◆ Work to be completed
Convert everything from the start of the items down to and including the line containing "xmin=505 ymin=0 xmax=590 ymax=146" into a two-column CSV with the headers instruction and box, with one row per item giving its text and its answer, each in a single quoted field with line breaks replaced by spaces. Omit the pictures.

(Saved entries)
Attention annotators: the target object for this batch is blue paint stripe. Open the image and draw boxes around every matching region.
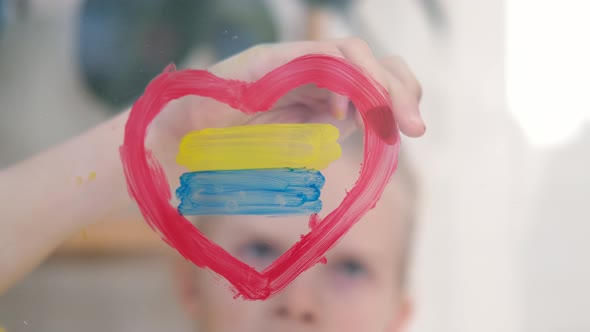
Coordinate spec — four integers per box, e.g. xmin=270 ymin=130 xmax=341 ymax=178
xmin=176 ymin=168 xmax=325 ymax=215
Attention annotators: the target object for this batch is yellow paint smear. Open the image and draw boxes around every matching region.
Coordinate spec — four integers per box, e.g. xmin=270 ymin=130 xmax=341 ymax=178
xmin=176 ymin=123 xmax=342 ymax=171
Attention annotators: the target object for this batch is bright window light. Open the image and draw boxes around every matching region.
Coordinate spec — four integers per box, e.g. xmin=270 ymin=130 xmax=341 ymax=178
xmin=505 ymin=0 xmax=590 ymax=146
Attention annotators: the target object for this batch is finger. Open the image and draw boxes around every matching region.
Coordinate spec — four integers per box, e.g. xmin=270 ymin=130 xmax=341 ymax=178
xmin=332 ymin=38 xmax=426 ymax=137
xmin=387 ymin=69 xmax=426 ymax=137
xmin=328 ymin=92 xmax=350 ymax=120
xmin=380 ymin=55 xmax=422 ymax=102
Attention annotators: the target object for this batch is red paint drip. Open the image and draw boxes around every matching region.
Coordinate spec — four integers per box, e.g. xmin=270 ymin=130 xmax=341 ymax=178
xmin=120 ymin=55 xmax=399 ymax=300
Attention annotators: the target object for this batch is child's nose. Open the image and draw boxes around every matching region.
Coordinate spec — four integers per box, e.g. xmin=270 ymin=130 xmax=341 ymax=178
xmin=272 ymin=271 xmax=321 ymax=325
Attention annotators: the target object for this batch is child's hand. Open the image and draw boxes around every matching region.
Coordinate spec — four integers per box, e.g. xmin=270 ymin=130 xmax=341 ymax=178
xmin=210 ymin=38 xmax=425 ymax=137
xmin=150 ymin=38 xmax=425 ymax=161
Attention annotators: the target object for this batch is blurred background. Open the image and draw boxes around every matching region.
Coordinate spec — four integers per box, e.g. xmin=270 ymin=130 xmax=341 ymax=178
xmin=0 ymin=0 xmax=590 ymax=332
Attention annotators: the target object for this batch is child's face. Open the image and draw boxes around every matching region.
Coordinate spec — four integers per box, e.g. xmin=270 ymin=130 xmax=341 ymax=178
xmin=178 ymin=152 xmax=409 ymax=332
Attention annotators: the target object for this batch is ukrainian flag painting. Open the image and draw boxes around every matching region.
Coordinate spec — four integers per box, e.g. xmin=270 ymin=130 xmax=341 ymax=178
xmin=176 ymin=124 xmax=342 ymax=216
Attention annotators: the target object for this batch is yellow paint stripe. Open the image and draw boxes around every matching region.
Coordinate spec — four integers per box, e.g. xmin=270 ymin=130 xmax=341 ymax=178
xmin=176 ymin=123 xmax=342 ymax=172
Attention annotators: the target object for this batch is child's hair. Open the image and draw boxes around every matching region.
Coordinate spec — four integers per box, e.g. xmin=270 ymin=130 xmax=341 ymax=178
xmin=189 ymin=132 xmax=419 ymax=288
xmin=341 ymin=132 xmax=420 ymax=287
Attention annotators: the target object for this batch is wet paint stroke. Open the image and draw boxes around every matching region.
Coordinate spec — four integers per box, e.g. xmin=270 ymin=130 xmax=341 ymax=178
xmin=120 ymin=54 xmax=400 ymax=300
xmin=176 ymin=168 xmax=325 ymax=216
xmin=176 ymin=123 xmax=342 ymax=216
xmin=176 ymin=123 xmax=342 ymax=171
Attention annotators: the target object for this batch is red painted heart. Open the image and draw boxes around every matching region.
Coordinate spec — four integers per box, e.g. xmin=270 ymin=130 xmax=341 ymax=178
xmin=121 ymin=55 xmax=399 ymax=300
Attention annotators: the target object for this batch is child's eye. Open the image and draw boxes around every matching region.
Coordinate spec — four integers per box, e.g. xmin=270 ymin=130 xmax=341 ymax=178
xmin=336 ymin=259 xmax=368 ymax=278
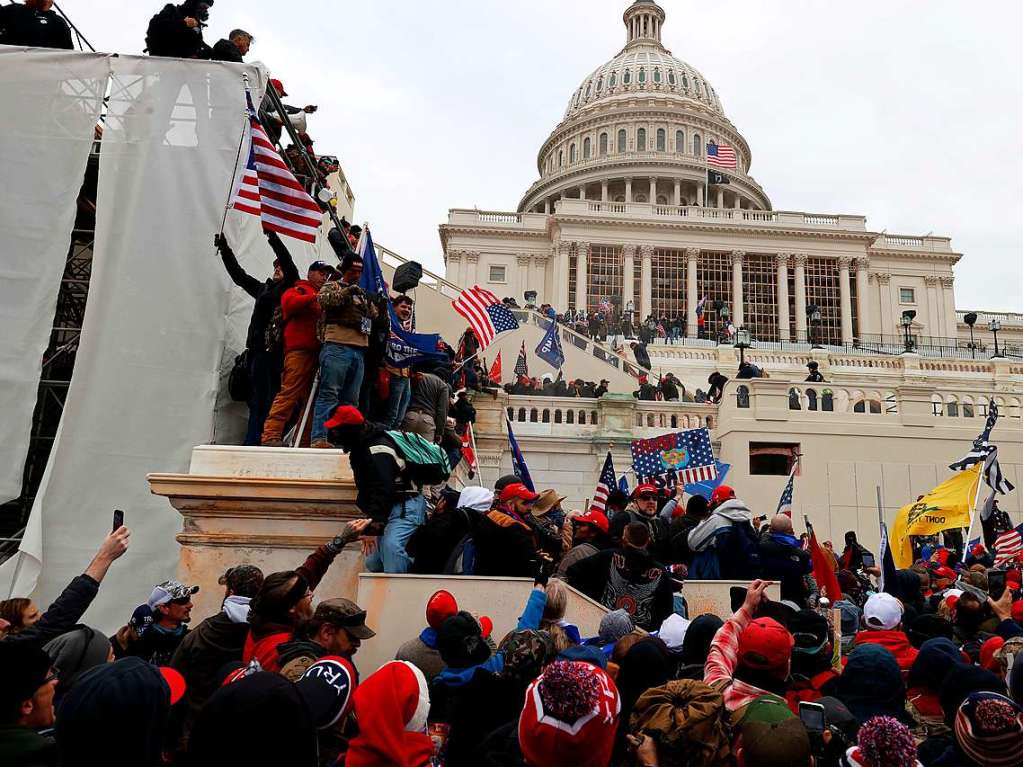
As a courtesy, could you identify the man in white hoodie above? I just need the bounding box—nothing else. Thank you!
[687,485,760,581]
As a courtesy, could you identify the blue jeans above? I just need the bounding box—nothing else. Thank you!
[366,493,427,573]
[384,375,412,428]
[312,343,365,442]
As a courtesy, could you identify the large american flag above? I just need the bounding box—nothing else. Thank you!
[631,428,717,485]
[707,144,737,170]
[451,285,519,349]
[232,112,322,242]
[994,525,1023,568]
[589,450,617,514]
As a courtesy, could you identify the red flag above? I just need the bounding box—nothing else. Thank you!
[806,525,842,604]
[487,352,501,387]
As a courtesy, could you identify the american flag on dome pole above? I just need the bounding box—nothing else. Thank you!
[589,450,618,514]
[451,285,519,351]
[231,92,323,242]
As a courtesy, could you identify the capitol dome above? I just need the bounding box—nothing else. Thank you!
[519,0,771,214]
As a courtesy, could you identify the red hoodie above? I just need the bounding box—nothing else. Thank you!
[843,629,920,678]
[280,279,320,354]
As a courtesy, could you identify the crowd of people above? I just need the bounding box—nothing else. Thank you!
[0,486,1023,767]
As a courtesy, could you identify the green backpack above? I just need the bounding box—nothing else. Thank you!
[387,432,451,487]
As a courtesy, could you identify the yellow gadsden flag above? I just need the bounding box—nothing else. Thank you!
[891,463,983,569]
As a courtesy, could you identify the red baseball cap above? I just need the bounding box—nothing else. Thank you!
[710,485,736,503]
[498,482,540,502]
[572,508,610,535]
[737,618,796,677]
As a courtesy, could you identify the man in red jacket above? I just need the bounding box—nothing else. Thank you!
[262,261,337,447]
[853,593,919,678]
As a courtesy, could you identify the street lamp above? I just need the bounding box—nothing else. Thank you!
[963,312,977,359]
[987,320,1002,357]
[902,309,917,352]
[806,304,824,349]
[736,327,753,366]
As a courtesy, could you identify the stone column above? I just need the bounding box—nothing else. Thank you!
[515,256,533,306]
[856,258,874,339]
[838,256,852,344]
[685,247,700,339]
[730,251,746,327]
[622,245,636,317]
[792,253,806,344]
[639,245,654,321]
[775,253,792,341]
[576,242,589,311]
[874,272,901,335]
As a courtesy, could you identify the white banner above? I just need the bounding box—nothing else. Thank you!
[0,56,260,630]
[0,45,108,503]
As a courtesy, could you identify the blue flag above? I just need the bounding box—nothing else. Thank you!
[685,461,731,500]
[356,226,447,367]
[504,418,536,493]
[536,322,565,370]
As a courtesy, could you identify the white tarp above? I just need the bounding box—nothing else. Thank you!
[0,46,108,503]
[0,56,262,629]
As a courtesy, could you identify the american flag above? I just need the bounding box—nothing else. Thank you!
[774,466,796,517]
[948,400,998,471]
[994,525,1023,568]
[451,285,519,349]
[631,428,717,485]
[232,111,322,242]
[515,341,529,378]
[589,450,617,514]
[707,144,737,170]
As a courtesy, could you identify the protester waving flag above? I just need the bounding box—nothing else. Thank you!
[504,418,536,493]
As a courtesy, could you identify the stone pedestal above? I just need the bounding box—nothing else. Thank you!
[147,446,362,624]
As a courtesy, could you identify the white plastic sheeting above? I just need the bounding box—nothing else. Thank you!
[0,46,108,503]
[0,56,270,630]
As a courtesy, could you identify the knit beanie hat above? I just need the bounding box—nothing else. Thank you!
[599,610,635,643]
[955,692,1023,767]
[519,661,621,767]
[738,618,795,679]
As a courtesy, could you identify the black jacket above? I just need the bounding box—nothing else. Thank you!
[145,3,213,59]
[213,38,244,63]
[4,575,99,648]
[758,534,813,605]
[220,232,299,354]
[473,510,539,578]
[0,5,75,50]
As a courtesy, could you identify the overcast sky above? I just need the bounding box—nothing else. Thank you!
[81,0,1023,311]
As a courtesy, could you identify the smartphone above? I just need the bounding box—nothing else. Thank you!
[799,701,825,734]
[987,570,1006,601]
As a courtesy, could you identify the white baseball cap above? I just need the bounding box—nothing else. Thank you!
[863,593,902,631]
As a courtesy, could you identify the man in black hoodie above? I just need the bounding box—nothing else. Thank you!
[567,523,674,631]
[214,232,299,447]
[145,0,213,59]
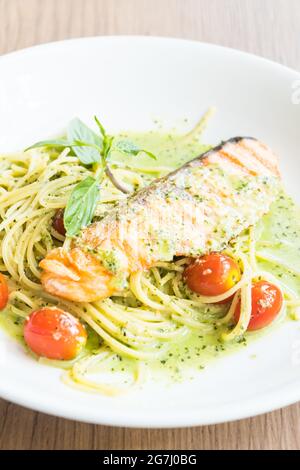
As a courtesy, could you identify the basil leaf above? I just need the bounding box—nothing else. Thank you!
[68,118,103,165]
[115,140,157,160]
[24,139,70,152]
[64,176,100,237]
[94,116,106,137]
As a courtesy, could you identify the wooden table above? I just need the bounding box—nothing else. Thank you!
[0,0,300,449]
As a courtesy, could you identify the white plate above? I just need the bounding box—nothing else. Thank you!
[0,37,300,427]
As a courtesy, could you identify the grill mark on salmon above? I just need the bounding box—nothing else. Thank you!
[40,137,280,302]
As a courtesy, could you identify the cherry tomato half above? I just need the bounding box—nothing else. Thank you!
[234,281,283,331]
[0,274,8,310]
[183,253,241,296]
[24,307,87,360]
[52,209,66,236]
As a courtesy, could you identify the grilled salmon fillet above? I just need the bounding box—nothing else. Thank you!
[40,137,280,302]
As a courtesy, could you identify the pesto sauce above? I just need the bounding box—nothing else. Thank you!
[0,132,300,381]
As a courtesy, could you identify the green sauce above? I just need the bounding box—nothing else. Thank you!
[0,132,300,381]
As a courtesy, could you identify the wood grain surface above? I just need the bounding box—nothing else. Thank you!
[0,0,300,450]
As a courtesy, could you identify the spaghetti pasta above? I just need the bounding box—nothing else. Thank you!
[0,120,299,396]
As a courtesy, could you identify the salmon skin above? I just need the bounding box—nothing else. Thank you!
[40,137,280,302]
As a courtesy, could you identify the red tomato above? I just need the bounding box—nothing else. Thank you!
[0,274,8,310]
[52,209,66,236]
[234,281,283,331]
[183,253,241,296]
[24,307,87,360]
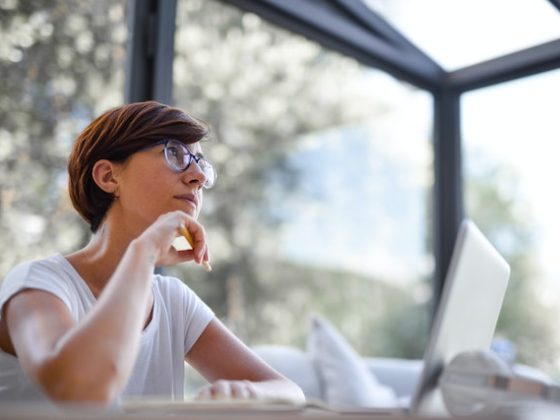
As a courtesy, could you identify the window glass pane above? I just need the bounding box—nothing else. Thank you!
[463,71,560,375]
[174,0,433,357]
[364,0,560,70]
[0,0,127,277]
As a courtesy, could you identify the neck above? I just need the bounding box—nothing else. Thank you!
[66,217,138,297]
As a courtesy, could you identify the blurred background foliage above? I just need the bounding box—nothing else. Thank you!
[0,0,558,372]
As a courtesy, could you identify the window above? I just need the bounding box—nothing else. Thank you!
[0,0,127,277]
[174,0,433,357]
[462,70,560,375]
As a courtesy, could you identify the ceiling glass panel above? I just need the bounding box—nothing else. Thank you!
[363,0,560,71]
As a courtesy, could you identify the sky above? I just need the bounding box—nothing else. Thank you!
[276,0,560,296]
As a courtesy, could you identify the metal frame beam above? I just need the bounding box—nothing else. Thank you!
[222,0,445,91]
[548,0,560,12]
[125,0,177,104]
[445,39,560,92]
[432,89,464,314]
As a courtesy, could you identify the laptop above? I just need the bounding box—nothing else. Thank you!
[324,220,510,417]
[125,220,510,416]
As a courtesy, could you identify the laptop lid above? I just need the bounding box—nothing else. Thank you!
[410,220,510,415]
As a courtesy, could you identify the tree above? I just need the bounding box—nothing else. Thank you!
[0,0,126,276]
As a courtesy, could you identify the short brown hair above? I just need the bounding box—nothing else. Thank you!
[68,101,209,232]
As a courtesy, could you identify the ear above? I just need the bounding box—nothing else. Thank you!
[91,159,119,194]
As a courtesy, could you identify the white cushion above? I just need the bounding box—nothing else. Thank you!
[253,345,322,399]
[308,316,399,408]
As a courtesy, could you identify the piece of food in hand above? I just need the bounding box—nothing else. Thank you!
[179,224,212,272]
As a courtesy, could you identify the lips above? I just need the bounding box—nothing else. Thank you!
[174,194,198,209]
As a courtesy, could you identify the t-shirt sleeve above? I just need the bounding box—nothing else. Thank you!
[159,276,215,355]
[0,260,72,317]
[181,283,215,354]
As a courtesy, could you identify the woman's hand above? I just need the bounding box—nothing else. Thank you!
[133,211,209,266]
[196,379,259,400]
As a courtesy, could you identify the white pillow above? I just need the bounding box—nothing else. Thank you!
[308,316,399,408]
[253,345,321,399]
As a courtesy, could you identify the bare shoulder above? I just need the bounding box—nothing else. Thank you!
[0,289,75,360]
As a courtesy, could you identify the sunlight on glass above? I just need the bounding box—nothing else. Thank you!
[364,0,560,70]
[463,70,560,375]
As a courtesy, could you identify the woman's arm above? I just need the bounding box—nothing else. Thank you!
[5,212,206,403]
[185,318,305,403]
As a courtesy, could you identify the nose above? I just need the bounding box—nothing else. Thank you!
[183,159,206,187]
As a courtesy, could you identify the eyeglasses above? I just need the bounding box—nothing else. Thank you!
[149,139,216,189]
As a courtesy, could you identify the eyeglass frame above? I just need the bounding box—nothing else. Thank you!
[140,139,217,189]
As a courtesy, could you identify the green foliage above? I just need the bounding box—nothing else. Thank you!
[0,0,126,276]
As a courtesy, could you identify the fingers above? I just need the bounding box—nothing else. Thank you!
[196,380,257,400]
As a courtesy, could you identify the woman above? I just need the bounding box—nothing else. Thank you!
[0,102,304,404]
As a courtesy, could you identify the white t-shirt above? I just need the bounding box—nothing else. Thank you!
[0,254,214,401]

◆ The reply
instruction,box
"Attention annotators: the target object for this batch is blue paint stripe. Open the image and draw boxes around every matching region. Coordinate spec — four integers per box, e.g. xmin=270 ymin=130 xmax=341 ymax=178","xmin=176 ymin=168 xmax=325 ymax=215"
"Attention annotators: the target object for this batch is yellow paint smear. Open the image and draw boxes around every matching region. Coordinate spec — four integers per box, e.g. xmin=270 ymin=130 xmax=341 ymax=178","xmin=176 ymin=123 xmax=342 ymax=171"
"Attention annotators: the target object for this batch is bright window light. Open the image and draw boxes around every matching region. Coordinate spec — four integers per box, e.g. xmin=270 ymin=130 xmax=341 ymax=178","xmin=505 ymin=0 xmax=590 ymax=146"